» Task to complete
Reproduce word for word the part of the news report on the Brazzaville fighting between "Rounds of retaliatory" and "happening at all?", inclusive.

» Provided passage
From the Worldwide Faith News archives www.wfn.org


Fighting in Nearby Brazzaville Spills Over into Kinshasa


From PCUSA.NEWS@pcusa.org
Date 10 Oct 1997 13:40:26

2-October-1997 
97381 
 
    Fighting in Nearby Brazzaville Spills Over into Kinshasa 
 
    by Alexa Smith 
 
KINSHASA, Congo-- Mortars are continuing to slam into central Kinshasa's 
business and residential neighborhoods in a surprise seige that has shut 
down the city's normal operations and disrupted the Sept. 30 day of 
mourning for the dead. 
 
    At least 17 civilians were reportedly killed in random mortar attacks 
September 28-29.  The shells were lobbed into the city's center from just 
across the river in Brazzaville, the capital of the neighboring Republic of 
Congo. Brazzaville began disintegrating in June when a full-scale civil war 
broke out between forces led by the nation's president and those led by the 
opposition's most powerful presidential candidate. 
 
    Rounds of retaliatory fire were returned across the 300-meter river 
from Kinshasa, accelerating as the day wore to a close.  The shelling 
resumed Oct. 1, though the city continued its daily routine. 
 
    For the city's five million residents -- who've spent the past two days 
scurrying for cover from artillery fire and then returning to the streets 
to inspect the damage as soon as the noise stopped -- there is only one 
thing less clear than when this might end: Why is it happening at all? 
 
    "This stuff is just falling out of the air and we don't know why," said 
Mennonite Central Committee member Ann Campbell-Janz in her downtown office 
as the windows and walls shook from retaliatory artillery fire. "You feel 
completely helpless. ... We've been hearing this stuff across the river and 
thinking, `Oh, Brazzaville.'" 
 
    "And now," said her husband and colleague Bruce, "we're thinking: 
`What's going on?'"

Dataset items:

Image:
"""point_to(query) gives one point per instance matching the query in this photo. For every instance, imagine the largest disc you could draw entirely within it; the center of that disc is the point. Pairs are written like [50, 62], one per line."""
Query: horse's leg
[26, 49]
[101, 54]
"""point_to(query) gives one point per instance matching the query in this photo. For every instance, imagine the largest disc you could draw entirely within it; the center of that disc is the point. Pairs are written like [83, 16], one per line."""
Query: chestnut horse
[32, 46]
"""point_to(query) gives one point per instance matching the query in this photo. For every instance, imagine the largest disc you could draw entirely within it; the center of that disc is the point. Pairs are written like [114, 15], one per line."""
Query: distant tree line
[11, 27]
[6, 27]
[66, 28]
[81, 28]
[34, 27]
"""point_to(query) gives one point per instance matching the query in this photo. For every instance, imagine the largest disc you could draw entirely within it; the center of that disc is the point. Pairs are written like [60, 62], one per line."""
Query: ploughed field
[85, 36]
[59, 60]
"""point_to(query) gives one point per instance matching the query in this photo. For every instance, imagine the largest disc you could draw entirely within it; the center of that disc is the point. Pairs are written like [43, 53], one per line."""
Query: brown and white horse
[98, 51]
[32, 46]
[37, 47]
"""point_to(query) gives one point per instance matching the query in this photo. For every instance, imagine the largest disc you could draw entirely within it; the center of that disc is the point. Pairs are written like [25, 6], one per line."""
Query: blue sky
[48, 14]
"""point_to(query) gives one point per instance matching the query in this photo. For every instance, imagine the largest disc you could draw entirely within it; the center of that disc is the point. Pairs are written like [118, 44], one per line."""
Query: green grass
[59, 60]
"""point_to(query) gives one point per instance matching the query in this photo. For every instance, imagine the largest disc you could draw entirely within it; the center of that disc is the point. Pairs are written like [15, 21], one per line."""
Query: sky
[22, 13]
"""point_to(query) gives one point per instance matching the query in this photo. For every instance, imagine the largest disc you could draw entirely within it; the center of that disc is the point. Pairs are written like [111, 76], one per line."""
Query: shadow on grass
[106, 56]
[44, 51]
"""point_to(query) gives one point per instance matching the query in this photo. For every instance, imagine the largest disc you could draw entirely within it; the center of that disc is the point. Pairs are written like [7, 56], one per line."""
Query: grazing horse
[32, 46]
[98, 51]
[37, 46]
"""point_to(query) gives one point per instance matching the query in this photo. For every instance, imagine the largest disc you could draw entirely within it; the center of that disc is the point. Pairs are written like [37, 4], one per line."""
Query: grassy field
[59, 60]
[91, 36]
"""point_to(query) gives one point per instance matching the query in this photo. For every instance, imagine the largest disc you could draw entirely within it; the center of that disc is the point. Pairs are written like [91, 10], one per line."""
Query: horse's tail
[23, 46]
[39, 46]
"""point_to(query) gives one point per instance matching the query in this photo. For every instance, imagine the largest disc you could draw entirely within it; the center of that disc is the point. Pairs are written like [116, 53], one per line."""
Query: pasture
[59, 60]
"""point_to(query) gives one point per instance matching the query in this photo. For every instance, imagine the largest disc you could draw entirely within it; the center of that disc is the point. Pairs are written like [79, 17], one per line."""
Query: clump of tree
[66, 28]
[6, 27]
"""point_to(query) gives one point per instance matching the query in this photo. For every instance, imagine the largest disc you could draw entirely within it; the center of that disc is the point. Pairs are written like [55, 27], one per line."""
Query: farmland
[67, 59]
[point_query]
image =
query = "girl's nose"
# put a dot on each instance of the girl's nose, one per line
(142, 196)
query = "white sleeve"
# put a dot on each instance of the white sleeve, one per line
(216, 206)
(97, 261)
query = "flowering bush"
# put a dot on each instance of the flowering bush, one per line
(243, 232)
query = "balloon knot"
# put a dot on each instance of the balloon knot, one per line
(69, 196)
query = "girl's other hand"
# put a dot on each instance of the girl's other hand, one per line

» Exercise output
Rounds of retaliatory fire were returned across the 300-meter river 
from Kinshasa, accelerating as the day wore to a close.  The shelling 
resumed Oct. 1, though the city continued its daily routine. 
 
    For the city's five million residents -- who've spent the past two days 
scurrying for cover from artillery fire and then returning to the streets 
to inspect the damage as soon as the noise stopped -- there is only one 
thing less clear than when this might end: Why is it happening at all?